- Problem statement: Write the next part of the article on jeweler Libby Ward's Best Emerging Maker award, beginning after its last sentence.

- Document passage:
━━━━━━━━━━━━━━━━━━━━

“It was just amazing to win the award, I didn’t expect it, this year has been a great year for crafts so I was just in a bit of shock when they told me."
Libby Ward, BA(Hons) 3D Design
A contemporary jeweller has earned the title of ‘Best Emerging Maker’ at a prestigious craft fair in Manchester.
Libby Ward, a BA(Hons) 3D Design graduate was presented the prize, which included £300 worth of accounting advice, at the Great Northern Contemporary Craft Fair for her thought-provoking jewellery made from an unexpected assortment of materials.
The 23-year-old’s portfolio of rings, necklaces and broaches are made using an array of materials, such as copper, silver, silicon, latex and nickel silver.
Libby reveals why using such a wide variety of materials is important to her: “I like to work with organic textures, for me it is a very therapeutic process that helps me with my multiple sclerosis,” she explains.
Libby said: “It was just amazing to win the award, I didn’t expect it, this year has been a great year for crafts so I was just in a bit of shock when they told me.
“I am hoping that this will help give my work that step-up and people will notice that my jewellery has been widely recognised.”
Libby uses electroforming, etching and plating to harness a variety of textures that then creates the myriad of colours and styles.
“I like to interact with the different textures and play around with them,” she added.

━━━━━━━━━━━━━━━━━━━━

- Given data:
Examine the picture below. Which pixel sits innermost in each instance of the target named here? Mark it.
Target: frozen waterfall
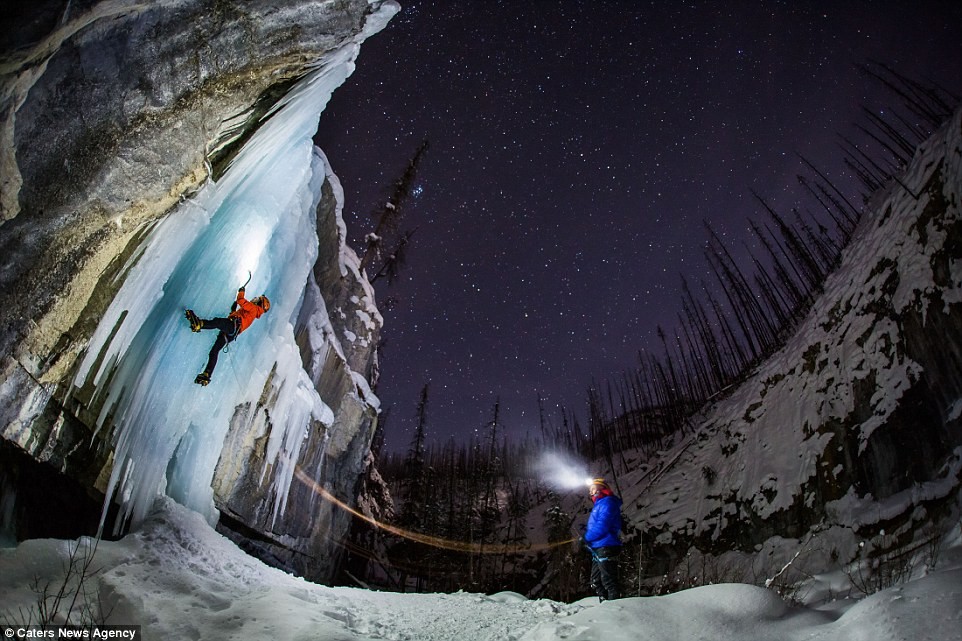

━━━━━━━━━━━━━━━━━━━━

- Exercise answer:
Libby was just one of 160 exhibitors to be invited to the fair which enabled shoppers to meet the designers behind the collectables.
“I received lots of positive feedback and people were intrigued by my work and asked me lots of questions, I nearly lost my voice by the end of the night,” she said. “I think the judges liked where my inspiration came from, and that I have managed to turn a negative into a positive and it isn’t your average jewellery.”
The 23-year-old was joined by fellow graduate, Jasmine Simpson who was in the Great Northern Graduates category.
Libby, who was also presented the The Scarr-Hall Memorial Trust Award in June for her achievements and overcoming adversity at the University’s Show and Tell exhibition, is now eager to progress her jewellery further afield.
“I am looking to get a workshop space at Middleport Pottery to progress my work, I’ve also applied for Schmuck, a German jewellery fair. I think my work suits the German market so hopefully I get accepted to go there,” she added.